ACTION ITEM >> Render all of the data below as a JSON list of strings with one string per line, leaving out blank lines.

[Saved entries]
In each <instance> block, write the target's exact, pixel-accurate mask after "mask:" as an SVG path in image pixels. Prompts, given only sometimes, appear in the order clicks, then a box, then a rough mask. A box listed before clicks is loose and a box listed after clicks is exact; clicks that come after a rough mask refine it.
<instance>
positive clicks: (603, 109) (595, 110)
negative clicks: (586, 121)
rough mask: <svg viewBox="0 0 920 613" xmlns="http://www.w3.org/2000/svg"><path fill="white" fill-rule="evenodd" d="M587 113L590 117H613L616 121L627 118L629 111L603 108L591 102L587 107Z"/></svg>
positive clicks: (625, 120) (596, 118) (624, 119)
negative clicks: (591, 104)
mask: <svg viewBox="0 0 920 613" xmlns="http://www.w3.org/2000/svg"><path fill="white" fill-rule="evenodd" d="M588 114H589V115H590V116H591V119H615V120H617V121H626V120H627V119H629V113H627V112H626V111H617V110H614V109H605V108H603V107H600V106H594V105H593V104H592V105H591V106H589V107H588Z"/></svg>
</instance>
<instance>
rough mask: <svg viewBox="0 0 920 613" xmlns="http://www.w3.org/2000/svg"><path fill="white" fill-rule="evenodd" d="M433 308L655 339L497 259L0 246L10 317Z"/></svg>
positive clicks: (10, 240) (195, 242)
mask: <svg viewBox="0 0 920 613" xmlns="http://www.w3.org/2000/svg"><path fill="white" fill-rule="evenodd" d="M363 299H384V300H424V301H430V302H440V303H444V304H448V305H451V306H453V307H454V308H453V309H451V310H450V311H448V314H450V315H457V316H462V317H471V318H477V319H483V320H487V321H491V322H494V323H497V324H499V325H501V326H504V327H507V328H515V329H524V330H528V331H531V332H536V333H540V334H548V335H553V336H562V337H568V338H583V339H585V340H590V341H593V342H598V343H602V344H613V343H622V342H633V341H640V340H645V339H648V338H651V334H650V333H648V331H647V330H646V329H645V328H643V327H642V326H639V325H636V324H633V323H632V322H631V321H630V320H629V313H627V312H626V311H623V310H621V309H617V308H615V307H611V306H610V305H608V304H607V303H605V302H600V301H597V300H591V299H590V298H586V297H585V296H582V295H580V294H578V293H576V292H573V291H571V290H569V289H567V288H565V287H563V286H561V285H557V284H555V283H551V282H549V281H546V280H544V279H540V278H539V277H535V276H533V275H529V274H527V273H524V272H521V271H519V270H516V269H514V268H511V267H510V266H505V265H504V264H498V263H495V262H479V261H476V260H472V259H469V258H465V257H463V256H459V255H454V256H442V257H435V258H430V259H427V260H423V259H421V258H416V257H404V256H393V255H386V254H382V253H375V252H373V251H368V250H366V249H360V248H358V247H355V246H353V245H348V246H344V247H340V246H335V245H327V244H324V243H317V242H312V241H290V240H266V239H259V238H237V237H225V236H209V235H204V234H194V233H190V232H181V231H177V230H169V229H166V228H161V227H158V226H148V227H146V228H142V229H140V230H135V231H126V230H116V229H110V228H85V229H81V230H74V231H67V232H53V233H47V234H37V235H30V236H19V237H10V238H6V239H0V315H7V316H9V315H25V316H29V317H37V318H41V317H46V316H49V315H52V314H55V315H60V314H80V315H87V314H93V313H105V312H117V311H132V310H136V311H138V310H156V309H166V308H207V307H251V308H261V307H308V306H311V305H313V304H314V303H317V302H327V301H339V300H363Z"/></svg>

RESPONSE TO THE TASK >>
[
  "In each <instance> block, write the target's exact, pixel-accurate mask after \"mask:\" as an SVG path in image pixels. Prompts, given only sometimes, appear in the order clicks, then a box, then a rough mask. A box listed before clicks is loose and a box listed after clicks is exact; clicks that come after a rough mask refine it.",
  "<instance>",
  "positive clicks: (603, 109) (595, 110)",
  "negative clicks: (586, 121)",
  "rough mask: <svg viewBox=\"0 0 920 613\" xmlns=\"http://www.w3.org/2000/svg\"><path fill=\"white\" fill-rule=\"evenodd\" d=\"M587 113L590 117H613L616 121L627 118L629 111L603 108L591 102L587 107Z\"/></svg>",
  "positive clicks: (625, 120) (596, 118) (624, 119)",
  "negative clicks: (591, 104)",
  "mask: <svg viewBox=\"0 0 920 613\" xmlns=\"http://www.w3.org/2000/svg\"><path fill=\"white\" fill-rule=\"evenodd\" d=\"M588 114H589V115H590V116H591V119H615V120H617V121H626V120H627V119H629V113H627V112H626V111H617V110H614V109H605V108H603V107H600V106H594V105H593V104H592V105H591V106H589V107H588Z\"/></svg>",
  "</instance>",
  "<instance>",
  "rough mask: <svg viewBox=\"0 0 920 613\" xmlns=\"http://www.w3.org/2000/svg\"><path fill=\"white\" fill-rule=\"evenodd\" d=\"M433 308L655 339L497 259L0 246L10 317Z\"/></svg>",
  "positive clicks: (10, 240) (195, 242)",
  "mask: <svg viewBox=\"0 0 920 613\" xmlns=\"http://www.w3.org/2000/svg\"><path fill=\"white\" fill-rule=\"evenodd\" d=\"M363 299H384V300H424V301H430V302H440V303H444V304H448V305H451V306H453V307H454V308H453V309H451V310H450V311H448V314H450V315H457V316H462V317H471V318H477V319H483V320H487V321H491V322H494V323H497V324H499V325H501V326H504V327H507V328H515V329H524V330H528V331H531V332H536V333H540V334H548V335H553V336H562V337H568V338H583V339H585V340H590V341H593V342H598V343H602V344H613V343H622V342H633V341H640V340H645V339H648V338H651V334H650V333H648V331H647V330H646V329H645V328H643V327H642V326H639V325H636V324H633V323H632V322H631V321H630V320H629V313H627V312H626V311H623V310H621V309H617V308H615V307H611V306H610V305H608V304H607V303H605V302H600V301H597V300H591V299H590V298H586V297H585V296H582V295H580V294H578V293H576V292H573V291H571V290H569V289H567V288H565V287H563V286H561V285H557V284H555V283H551V282H549V281H546V280H544V279H540V278H539V277H535V276H533V275H529V274H527V273H524V272H521V271H519V270H516V269H514V268H511V267H510V266H505V265H504V264H498V263H495V262H479V261H476V260H472V259H469V258H465V257H463V256H459V255H454V256H442V257H435V258H430V259H427V260H423V259H421V258H416V257H404V256H393V255H386V254H382V253H375V252H373V251H368V250H366V249H360V248H358V247H355V246H353V245H348V246H344V247H340V246H335V245H327V244H324V243H317V242H312V241H290V240H266V239H259V238H237V237H225V236H209V235H204V234H194V233H190V232H181V231H177V230H169V229H166V228H161V227H158V226H148V227H146V228H142V229H140V230H135V231H126V230H116V229H110V228H85V229H81V230H74V231H67V232H53V233H47V234H37V235H30V236H19V237H10V238H6V239H0V315H7V316H9V315H25V316H29V317H37V318H41V317H46V316H49V315H52V314H55V315H60V314H80V315H87V314H93V313H105V312H117V311H132V310H136V311H138V310H156V309H166V308H207V307H251V308H261V307H308V306H311V305H313V304H314V303H317V302H327V301H339V300H363Z\"/></svg>"
]